Count the lines in the items below that contain the word "clear", treating uppercase and lowercase letters as distinct. Give only the number.

++++ DATA PROVIDED

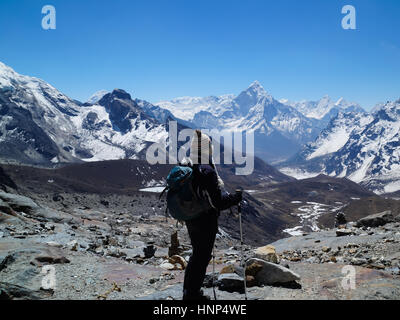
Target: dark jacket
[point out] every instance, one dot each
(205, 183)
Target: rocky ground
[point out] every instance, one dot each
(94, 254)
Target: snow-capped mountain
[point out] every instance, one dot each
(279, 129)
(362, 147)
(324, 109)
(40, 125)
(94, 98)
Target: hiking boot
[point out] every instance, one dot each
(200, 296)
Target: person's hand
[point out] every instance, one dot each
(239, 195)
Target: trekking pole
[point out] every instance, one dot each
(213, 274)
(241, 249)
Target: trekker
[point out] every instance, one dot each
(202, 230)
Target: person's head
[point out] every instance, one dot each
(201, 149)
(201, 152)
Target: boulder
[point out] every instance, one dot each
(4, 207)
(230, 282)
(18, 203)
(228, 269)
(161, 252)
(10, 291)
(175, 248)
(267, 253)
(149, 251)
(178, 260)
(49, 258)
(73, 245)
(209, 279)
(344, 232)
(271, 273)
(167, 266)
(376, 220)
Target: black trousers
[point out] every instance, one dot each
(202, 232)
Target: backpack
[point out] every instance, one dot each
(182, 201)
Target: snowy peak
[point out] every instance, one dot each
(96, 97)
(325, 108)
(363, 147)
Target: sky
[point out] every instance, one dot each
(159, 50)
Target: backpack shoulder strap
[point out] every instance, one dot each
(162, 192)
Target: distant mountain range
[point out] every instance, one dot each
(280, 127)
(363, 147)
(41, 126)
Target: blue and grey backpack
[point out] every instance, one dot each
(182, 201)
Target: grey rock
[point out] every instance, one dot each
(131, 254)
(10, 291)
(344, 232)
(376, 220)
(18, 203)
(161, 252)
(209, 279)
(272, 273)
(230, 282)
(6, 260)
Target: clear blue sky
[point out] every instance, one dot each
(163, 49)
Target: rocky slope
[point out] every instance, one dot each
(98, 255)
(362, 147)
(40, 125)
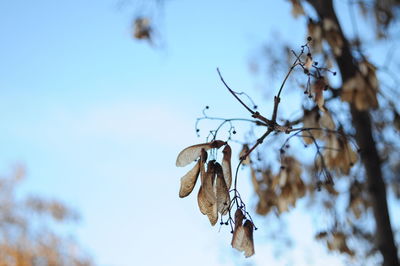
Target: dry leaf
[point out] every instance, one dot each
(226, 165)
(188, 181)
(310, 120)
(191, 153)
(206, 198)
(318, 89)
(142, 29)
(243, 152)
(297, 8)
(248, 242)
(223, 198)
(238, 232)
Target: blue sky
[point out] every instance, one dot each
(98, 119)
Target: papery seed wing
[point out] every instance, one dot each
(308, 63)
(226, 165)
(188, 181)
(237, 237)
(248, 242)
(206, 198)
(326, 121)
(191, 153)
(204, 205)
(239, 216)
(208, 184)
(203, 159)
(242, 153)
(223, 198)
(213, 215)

++++++++
++++ DATA PROVIDED

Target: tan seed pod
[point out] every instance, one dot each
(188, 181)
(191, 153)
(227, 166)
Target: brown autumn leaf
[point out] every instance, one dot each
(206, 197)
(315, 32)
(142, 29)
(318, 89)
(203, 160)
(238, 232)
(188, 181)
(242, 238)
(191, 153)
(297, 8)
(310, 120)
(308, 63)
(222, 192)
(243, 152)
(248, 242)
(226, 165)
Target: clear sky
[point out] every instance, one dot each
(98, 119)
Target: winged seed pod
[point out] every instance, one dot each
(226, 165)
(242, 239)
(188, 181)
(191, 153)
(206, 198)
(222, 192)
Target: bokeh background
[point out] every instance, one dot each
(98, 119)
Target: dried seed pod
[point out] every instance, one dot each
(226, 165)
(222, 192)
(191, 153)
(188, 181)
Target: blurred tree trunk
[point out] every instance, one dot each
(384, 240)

++++++++
++++ DATA PROVIDED

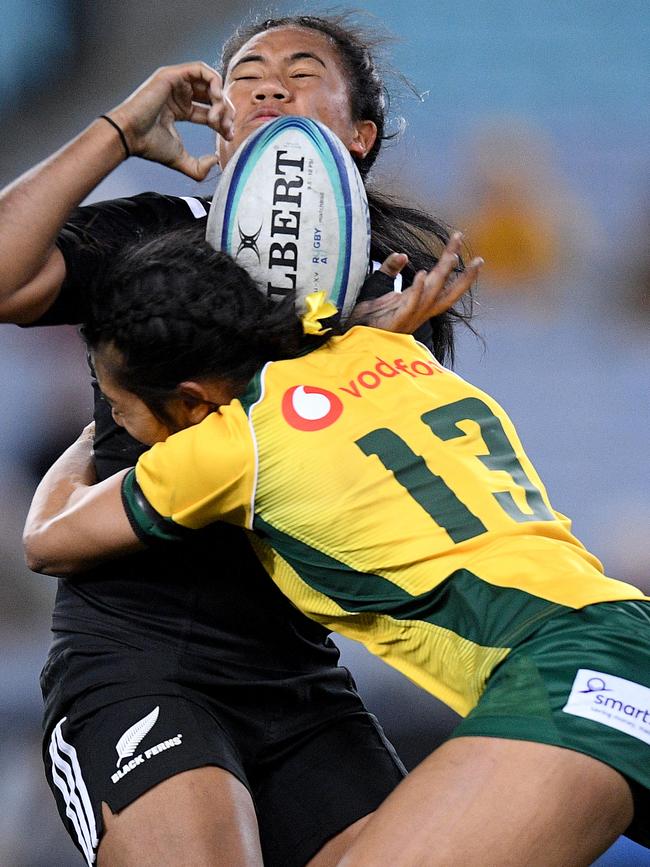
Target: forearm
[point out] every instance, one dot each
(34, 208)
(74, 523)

++++++++

■ FINISHED ANSWER ■
2